TASK GOAL:
Transcribe the records below verbatim, starting at their first line and stopping after the line that contains "column 507, row 155".
(begin)
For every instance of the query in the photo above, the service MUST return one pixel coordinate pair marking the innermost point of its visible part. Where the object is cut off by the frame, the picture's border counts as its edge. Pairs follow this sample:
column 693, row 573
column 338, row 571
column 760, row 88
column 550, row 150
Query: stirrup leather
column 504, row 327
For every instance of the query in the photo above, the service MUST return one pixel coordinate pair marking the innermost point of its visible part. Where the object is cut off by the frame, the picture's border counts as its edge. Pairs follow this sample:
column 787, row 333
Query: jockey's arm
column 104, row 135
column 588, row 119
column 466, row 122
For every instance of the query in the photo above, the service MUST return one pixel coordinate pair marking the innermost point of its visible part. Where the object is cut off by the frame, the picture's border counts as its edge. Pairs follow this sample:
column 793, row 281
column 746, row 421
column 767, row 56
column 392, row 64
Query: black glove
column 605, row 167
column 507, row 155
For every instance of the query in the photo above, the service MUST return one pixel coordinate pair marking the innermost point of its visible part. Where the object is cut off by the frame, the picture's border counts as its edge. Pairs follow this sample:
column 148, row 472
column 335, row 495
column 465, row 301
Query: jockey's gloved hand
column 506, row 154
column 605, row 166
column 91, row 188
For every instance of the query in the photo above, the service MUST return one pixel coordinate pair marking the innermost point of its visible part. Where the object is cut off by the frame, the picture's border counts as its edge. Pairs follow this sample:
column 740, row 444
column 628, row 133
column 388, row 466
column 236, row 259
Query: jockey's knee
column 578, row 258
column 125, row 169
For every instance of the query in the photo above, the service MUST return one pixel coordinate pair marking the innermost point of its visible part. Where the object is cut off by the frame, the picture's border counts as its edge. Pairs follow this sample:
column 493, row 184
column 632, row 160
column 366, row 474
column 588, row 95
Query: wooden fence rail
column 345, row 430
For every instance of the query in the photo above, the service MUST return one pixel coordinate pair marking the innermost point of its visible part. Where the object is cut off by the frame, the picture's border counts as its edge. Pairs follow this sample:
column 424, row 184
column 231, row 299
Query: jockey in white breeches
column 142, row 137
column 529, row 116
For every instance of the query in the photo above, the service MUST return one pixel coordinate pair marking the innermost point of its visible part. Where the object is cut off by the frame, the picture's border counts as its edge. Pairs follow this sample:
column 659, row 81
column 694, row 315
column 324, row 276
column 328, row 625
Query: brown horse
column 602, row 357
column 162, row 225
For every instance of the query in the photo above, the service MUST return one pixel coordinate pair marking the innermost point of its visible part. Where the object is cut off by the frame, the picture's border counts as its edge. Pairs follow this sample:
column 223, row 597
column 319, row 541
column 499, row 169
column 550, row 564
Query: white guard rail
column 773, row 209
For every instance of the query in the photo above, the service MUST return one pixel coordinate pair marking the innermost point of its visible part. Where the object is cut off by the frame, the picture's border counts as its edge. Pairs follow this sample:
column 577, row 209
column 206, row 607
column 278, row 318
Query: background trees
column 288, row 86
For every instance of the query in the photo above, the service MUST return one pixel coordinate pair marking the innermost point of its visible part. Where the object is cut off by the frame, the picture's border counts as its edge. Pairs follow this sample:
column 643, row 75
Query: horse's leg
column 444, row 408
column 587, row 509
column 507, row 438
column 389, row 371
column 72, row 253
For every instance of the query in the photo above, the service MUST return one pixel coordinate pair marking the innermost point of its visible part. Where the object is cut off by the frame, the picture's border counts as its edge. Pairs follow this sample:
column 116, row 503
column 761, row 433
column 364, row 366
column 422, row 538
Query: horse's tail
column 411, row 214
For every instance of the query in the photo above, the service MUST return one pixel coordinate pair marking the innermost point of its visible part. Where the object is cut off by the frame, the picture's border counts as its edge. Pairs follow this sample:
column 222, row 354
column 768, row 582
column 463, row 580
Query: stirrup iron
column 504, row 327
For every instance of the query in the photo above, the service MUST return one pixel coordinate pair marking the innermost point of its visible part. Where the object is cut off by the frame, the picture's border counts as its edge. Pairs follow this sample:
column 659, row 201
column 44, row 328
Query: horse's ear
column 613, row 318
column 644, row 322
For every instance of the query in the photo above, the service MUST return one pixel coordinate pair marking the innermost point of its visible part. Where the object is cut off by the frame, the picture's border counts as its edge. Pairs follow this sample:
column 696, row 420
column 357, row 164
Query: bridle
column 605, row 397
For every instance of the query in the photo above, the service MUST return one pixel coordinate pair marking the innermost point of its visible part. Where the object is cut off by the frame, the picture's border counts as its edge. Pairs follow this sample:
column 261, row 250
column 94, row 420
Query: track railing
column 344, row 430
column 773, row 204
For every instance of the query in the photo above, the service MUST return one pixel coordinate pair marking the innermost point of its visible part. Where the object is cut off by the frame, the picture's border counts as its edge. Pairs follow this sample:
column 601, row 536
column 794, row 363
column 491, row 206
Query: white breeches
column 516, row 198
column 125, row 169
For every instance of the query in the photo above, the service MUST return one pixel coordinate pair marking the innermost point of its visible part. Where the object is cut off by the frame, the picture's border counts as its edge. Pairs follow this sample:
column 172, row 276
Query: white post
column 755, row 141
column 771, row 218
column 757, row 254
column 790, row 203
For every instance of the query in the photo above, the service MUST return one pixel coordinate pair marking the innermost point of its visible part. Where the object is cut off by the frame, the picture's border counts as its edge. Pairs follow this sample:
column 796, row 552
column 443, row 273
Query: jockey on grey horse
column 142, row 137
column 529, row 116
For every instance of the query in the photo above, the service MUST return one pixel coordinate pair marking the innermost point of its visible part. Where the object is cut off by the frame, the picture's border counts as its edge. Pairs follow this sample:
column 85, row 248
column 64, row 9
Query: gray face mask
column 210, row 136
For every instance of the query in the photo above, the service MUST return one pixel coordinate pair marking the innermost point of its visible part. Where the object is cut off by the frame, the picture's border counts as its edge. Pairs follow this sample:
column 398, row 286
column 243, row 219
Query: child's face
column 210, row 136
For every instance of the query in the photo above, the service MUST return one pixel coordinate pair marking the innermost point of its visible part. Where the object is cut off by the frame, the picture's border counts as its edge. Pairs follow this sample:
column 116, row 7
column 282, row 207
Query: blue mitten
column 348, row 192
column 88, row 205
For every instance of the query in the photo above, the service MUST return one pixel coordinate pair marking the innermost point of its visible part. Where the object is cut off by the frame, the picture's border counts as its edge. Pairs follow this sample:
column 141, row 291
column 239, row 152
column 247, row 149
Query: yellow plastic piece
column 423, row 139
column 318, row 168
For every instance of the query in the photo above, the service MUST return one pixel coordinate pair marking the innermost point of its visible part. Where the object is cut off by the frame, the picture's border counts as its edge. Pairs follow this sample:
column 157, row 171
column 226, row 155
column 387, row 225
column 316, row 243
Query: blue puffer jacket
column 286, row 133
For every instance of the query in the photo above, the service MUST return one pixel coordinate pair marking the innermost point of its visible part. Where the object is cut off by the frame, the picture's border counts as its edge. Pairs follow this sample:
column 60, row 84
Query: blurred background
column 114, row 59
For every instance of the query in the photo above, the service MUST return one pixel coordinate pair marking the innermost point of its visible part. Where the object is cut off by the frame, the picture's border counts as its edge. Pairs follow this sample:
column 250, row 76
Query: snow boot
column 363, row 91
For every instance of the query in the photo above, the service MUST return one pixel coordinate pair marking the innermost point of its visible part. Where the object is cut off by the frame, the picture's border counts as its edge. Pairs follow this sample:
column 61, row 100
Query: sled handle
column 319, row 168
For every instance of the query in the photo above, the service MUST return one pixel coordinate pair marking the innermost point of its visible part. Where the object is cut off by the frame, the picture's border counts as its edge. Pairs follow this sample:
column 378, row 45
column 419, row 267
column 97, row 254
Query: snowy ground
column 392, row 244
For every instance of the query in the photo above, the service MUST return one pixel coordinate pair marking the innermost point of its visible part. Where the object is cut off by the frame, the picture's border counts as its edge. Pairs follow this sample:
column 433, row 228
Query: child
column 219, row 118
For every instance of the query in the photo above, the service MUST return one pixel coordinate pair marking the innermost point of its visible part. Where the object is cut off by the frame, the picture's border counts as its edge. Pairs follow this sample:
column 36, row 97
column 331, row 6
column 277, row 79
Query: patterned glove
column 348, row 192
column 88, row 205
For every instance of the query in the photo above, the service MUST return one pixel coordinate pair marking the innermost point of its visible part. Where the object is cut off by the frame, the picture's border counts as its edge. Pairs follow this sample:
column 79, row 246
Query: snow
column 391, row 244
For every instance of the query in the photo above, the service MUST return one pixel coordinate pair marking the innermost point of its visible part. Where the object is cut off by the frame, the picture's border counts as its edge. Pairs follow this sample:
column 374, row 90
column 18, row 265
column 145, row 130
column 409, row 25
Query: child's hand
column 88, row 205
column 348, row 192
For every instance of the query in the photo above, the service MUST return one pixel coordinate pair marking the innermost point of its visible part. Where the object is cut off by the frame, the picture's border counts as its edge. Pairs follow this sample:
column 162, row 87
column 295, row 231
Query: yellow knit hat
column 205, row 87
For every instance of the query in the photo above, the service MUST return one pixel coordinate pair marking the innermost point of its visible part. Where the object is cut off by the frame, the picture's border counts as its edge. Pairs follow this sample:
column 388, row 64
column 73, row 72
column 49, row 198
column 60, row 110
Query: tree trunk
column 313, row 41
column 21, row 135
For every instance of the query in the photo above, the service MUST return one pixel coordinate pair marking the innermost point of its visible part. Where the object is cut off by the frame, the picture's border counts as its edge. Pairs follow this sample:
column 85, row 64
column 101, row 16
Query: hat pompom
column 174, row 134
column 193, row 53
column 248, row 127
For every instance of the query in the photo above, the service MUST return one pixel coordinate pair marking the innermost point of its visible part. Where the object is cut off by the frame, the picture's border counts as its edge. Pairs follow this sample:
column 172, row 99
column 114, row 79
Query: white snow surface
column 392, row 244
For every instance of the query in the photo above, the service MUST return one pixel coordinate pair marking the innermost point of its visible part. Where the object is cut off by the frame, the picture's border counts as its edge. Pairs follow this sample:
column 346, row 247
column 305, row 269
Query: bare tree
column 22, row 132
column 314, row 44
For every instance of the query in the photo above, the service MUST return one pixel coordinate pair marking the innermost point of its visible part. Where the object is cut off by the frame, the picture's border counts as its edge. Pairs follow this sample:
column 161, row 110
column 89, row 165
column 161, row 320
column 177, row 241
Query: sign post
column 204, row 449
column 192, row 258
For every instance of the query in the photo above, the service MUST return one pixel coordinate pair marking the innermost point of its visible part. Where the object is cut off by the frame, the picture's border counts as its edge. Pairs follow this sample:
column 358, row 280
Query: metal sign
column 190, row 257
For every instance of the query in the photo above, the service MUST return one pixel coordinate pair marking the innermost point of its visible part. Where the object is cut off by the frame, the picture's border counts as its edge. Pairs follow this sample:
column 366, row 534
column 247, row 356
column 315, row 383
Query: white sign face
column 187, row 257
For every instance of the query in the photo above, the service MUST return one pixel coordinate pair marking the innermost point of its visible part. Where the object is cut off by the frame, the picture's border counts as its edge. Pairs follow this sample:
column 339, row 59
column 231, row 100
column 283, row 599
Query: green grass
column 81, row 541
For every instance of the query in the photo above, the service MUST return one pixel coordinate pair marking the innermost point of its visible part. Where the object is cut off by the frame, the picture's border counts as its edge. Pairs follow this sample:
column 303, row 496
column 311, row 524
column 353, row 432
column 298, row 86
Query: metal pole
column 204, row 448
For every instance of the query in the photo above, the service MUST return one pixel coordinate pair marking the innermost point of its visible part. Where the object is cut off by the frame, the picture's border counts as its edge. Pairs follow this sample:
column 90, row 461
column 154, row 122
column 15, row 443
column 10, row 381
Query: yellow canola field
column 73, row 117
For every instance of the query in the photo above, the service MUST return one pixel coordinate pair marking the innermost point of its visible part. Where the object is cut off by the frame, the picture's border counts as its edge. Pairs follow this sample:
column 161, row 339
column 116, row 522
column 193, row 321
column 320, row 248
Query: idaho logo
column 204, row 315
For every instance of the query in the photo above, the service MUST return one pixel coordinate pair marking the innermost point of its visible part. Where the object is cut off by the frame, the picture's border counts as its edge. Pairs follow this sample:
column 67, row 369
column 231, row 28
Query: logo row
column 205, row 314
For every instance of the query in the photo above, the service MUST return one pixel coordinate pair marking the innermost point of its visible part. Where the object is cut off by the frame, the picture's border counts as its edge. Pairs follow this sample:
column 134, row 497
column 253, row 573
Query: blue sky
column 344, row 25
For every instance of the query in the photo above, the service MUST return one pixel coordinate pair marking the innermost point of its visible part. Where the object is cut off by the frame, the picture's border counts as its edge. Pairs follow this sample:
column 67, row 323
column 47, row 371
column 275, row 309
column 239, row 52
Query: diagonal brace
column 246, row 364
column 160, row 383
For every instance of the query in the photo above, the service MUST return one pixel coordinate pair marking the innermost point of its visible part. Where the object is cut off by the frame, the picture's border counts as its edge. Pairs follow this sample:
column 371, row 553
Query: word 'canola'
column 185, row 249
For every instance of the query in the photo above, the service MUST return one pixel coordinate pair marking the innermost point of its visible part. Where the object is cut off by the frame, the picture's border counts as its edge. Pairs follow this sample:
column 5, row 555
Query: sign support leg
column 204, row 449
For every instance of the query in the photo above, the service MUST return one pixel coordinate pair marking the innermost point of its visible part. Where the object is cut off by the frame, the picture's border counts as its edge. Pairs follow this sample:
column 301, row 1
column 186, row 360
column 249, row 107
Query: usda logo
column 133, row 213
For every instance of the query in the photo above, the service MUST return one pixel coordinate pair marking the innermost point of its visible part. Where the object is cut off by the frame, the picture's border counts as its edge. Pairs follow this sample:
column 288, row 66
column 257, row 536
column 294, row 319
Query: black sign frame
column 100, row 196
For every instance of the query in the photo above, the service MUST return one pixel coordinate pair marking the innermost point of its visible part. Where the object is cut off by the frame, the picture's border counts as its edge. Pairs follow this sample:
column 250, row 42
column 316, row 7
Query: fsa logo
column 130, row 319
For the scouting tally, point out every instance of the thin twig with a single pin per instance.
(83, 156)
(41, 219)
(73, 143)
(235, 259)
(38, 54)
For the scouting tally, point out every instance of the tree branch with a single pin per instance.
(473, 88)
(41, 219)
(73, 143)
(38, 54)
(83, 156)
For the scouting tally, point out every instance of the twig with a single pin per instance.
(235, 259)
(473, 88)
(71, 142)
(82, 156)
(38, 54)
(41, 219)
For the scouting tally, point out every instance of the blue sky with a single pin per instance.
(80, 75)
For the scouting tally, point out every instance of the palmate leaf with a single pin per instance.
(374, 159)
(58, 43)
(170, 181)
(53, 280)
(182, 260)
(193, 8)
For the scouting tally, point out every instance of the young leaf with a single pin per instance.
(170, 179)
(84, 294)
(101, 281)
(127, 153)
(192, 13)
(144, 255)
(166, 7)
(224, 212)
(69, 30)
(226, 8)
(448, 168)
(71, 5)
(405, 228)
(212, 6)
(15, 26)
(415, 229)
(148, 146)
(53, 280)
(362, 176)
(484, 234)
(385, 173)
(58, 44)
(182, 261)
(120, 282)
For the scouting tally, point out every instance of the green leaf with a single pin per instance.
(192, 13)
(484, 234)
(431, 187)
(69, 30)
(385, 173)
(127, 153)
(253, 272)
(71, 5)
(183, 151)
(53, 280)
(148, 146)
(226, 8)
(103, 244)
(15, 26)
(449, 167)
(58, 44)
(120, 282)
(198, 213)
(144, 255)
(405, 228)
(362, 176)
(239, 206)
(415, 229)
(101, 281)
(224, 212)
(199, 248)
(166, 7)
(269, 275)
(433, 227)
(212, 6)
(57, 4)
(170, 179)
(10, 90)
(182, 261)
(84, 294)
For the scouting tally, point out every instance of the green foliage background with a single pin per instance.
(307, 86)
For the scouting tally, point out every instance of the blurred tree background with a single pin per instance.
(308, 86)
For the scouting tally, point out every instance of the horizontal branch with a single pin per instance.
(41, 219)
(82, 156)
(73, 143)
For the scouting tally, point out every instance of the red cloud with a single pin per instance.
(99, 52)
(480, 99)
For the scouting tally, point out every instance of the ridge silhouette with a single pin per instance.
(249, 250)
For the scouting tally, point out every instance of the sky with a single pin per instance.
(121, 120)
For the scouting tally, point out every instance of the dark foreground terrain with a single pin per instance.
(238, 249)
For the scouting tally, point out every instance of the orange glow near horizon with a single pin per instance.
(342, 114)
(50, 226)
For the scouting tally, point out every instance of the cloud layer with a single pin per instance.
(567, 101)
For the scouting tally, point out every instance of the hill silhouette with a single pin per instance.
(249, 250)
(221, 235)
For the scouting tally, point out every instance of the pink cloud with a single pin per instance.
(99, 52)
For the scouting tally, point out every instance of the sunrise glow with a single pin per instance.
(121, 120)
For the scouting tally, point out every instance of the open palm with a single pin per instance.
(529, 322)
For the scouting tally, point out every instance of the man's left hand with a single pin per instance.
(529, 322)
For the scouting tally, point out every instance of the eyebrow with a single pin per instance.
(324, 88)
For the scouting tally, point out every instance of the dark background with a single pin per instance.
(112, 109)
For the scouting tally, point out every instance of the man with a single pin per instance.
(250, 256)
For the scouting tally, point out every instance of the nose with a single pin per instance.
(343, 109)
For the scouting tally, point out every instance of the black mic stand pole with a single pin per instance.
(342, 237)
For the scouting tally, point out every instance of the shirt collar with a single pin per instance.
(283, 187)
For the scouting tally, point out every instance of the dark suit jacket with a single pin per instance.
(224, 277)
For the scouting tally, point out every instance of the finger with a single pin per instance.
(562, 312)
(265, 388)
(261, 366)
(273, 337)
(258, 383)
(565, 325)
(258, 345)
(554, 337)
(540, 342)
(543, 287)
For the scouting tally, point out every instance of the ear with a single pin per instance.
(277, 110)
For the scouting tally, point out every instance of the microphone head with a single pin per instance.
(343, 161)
(end)
COMPLETED TASK:
For every instance of the query in the photo above, the service MUST return one pixel coordinate pair marking the innermost point of its visible part. Where the object is cut off by the frame, the picture's border counts as its edge. Pairs follow this sample:
column 693, row 573
column 338, row 571
column 760, row 88
column 550, row 150
Query: stirrup leather
column 504, row 327
For every instance of the query in the photo above, the service MUST return one pixel coordinate pair marking the innermost point of its visible part. Where the object is cut off by the frame, the picture's border counts as its edge. Pairs follow this sample:
column 787, row 333
Query: jockey's arm
column 104, row 135
column 588, row 119
column 466, row 122
For every instance of the query in the photo above, the service MUST return one pixel coordinate pair marking the innermost point of its visible part. Where the object is cut off by the frame, the picture's border counts as its edge. Pairs follow this sample:
column 793, row 281
column 746, row 421
column 767, row 56
column 392, row 64
Query: black glove
column 605, row 167
column 507, row 155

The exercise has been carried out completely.